:: DATA SHOWN

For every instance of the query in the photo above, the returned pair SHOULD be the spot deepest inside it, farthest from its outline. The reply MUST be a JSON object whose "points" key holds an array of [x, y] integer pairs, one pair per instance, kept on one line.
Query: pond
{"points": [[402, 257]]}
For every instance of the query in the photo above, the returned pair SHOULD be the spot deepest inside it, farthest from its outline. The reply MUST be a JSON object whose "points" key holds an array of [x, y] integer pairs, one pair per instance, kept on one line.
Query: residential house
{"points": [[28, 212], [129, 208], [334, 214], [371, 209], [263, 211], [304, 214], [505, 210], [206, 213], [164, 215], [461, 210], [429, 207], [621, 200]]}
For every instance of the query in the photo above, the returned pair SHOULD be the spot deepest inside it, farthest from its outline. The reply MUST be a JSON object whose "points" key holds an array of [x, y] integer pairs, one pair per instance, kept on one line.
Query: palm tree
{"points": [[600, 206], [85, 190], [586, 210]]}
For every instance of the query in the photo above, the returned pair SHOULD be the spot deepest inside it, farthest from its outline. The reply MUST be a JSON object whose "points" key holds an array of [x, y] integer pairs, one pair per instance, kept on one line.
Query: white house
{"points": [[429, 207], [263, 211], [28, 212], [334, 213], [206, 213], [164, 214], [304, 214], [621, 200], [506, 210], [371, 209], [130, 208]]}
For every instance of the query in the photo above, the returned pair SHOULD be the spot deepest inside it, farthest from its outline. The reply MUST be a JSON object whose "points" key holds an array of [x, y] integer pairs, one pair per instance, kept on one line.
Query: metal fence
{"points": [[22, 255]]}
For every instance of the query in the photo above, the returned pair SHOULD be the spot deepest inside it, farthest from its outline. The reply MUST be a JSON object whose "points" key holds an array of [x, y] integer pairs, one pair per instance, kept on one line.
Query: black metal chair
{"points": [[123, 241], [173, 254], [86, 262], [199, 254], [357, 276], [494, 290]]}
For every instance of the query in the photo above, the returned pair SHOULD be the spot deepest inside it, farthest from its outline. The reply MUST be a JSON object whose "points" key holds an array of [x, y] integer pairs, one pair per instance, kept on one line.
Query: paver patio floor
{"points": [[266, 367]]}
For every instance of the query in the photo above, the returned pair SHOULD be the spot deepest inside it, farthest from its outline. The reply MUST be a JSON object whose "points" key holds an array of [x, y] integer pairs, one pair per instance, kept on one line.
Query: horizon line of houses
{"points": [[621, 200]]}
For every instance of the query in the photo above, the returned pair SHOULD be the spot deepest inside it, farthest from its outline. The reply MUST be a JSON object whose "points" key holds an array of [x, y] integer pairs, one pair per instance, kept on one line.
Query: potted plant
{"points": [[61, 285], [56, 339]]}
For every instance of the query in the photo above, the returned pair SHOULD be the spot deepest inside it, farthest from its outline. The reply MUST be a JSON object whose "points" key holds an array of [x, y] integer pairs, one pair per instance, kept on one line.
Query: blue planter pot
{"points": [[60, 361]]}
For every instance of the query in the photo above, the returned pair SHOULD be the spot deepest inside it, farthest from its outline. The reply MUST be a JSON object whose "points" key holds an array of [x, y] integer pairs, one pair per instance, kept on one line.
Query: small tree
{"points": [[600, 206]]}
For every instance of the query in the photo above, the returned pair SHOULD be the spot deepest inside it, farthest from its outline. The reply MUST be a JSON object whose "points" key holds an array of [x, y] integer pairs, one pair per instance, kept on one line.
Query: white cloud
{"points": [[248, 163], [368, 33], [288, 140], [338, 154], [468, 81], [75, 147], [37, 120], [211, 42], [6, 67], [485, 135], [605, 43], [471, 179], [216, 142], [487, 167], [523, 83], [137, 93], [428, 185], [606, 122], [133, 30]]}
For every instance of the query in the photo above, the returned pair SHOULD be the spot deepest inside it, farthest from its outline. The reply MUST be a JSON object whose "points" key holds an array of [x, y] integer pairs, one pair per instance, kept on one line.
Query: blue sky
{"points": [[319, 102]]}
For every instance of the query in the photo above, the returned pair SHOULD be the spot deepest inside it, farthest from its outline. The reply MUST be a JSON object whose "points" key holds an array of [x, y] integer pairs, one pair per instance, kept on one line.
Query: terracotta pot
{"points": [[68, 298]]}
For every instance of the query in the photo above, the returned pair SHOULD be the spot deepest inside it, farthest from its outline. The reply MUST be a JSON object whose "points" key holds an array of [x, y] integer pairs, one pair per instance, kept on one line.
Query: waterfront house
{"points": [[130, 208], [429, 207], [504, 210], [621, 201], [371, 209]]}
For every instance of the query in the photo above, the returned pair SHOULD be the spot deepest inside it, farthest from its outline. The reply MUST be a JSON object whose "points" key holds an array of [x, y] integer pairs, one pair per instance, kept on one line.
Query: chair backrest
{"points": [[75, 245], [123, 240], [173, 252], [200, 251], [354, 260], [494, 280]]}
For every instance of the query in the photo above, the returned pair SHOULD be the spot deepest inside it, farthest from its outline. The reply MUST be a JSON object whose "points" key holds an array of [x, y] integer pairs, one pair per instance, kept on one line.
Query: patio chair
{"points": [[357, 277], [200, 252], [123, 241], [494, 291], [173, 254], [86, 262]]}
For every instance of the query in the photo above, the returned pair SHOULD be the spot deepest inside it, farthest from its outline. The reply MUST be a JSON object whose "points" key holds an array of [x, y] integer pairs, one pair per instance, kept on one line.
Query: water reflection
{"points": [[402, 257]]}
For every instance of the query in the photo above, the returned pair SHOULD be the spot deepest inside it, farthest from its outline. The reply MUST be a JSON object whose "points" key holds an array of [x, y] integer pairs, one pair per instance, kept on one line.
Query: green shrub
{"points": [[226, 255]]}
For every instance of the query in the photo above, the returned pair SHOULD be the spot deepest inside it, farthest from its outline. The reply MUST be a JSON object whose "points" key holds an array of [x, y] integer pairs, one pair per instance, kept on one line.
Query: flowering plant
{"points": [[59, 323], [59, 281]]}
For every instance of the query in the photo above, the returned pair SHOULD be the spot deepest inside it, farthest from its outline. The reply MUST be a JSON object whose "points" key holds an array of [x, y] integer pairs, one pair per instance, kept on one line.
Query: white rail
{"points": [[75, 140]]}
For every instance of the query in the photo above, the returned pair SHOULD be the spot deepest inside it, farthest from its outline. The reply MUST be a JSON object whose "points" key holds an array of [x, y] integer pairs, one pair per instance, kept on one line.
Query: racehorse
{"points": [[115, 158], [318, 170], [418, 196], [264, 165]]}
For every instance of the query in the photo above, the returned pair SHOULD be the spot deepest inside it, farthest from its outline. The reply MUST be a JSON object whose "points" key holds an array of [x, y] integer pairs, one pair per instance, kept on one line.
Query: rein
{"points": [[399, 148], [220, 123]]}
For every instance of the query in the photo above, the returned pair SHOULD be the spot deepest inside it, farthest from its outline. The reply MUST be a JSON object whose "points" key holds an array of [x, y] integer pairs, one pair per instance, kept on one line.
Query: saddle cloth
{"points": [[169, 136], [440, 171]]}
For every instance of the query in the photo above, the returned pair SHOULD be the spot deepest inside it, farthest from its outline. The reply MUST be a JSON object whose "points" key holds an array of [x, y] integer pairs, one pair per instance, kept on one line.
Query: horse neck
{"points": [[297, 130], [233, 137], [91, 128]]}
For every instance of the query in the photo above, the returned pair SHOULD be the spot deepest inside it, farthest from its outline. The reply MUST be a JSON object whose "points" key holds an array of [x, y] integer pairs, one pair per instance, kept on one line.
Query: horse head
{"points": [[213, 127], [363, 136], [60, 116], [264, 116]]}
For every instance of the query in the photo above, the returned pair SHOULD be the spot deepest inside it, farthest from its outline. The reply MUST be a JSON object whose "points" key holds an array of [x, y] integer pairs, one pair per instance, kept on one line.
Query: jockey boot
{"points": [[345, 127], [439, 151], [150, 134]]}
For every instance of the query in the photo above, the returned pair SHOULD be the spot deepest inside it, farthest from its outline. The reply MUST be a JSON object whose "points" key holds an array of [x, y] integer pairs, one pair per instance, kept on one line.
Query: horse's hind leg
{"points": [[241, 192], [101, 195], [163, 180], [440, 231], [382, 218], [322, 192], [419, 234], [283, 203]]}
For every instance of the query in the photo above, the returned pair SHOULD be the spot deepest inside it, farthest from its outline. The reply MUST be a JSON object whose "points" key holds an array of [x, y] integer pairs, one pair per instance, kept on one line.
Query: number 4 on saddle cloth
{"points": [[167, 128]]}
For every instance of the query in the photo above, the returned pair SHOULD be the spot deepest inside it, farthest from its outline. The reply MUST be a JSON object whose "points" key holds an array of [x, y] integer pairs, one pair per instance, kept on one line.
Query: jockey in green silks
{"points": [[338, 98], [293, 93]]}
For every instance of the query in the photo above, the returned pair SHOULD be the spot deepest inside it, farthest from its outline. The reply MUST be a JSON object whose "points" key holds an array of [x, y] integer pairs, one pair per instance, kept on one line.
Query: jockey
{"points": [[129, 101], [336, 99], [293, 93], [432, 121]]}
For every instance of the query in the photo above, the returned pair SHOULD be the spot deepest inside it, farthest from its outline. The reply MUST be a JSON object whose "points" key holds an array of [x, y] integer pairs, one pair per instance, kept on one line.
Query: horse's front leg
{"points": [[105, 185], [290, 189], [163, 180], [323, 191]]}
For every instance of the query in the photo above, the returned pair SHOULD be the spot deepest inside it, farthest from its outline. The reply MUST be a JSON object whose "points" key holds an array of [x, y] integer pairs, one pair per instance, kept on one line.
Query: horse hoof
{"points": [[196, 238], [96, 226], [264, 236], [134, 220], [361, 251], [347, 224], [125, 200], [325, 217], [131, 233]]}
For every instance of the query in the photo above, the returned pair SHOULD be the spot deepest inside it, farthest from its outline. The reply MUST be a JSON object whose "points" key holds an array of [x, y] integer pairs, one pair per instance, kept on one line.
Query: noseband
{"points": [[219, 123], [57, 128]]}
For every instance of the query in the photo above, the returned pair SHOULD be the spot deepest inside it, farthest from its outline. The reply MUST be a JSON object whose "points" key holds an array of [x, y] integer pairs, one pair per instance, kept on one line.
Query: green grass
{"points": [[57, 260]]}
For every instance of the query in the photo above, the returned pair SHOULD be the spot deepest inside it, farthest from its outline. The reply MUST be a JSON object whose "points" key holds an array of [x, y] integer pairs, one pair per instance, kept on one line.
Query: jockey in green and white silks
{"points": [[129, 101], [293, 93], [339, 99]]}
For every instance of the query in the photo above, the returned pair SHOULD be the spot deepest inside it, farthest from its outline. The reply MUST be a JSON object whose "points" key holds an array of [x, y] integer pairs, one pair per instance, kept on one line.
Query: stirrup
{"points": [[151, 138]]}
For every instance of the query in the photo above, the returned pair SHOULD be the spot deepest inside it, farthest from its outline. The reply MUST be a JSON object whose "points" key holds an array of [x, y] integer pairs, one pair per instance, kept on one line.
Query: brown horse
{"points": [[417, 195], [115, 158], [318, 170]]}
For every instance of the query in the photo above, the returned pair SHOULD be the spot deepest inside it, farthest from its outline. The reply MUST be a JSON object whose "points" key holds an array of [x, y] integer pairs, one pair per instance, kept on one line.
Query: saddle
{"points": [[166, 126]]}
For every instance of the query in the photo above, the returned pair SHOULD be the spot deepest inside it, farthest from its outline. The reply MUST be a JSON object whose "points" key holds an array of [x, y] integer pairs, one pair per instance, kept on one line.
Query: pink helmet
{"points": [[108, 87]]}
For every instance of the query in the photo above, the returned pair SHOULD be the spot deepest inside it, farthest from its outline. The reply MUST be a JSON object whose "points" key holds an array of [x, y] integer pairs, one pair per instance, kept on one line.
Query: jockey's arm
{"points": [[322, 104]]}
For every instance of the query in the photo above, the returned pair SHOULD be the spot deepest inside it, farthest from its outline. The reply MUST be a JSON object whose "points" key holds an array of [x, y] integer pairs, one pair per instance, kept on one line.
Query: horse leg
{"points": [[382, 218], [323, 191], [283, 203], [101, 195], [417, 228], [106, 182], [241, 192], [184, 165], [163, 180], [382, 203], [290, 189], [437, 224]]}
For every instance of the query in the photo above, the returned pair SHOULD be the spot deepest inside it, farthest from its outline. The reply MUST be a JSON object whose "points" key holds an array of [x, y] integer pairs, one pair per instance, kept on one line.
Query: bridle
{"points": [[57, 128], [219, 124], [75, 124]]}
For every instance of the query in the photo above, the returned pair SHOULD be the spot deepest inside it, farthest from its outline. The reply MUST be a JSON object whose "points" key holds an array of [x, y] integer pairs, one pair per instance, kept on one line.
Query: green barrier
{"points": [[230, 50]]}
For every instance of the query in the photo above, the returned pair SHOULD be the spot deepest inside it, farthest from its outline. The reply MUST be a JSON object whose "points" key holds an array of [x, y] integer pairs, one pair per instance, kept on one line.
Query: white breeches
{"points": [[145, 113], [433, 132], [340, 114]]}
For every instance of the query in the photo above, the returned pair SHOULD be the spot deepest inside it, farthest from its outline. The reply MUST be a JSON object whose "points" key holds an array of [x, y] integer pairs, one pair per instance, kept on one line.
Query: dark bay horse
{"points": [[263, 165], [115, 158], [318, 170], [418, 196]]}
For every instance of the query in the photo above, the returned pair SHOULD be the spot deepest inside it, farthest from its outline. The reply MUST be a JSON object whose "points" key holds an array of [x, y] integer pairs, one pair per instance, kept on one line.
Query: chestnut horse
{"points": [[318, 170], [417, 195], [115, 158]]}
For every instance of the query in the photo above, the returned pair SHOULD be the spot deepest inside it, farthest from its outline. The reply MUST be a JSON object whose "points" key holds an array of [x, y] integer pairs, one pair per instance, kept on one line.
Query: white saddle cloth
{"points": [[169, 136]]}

::::

_SET EXERCISE_. Return each line of the records above that contains the word "cloth".

_THE ANSWER_.
Query: saddle cloth
Query: number 4 on saddle cloth
Query: white saddle cloth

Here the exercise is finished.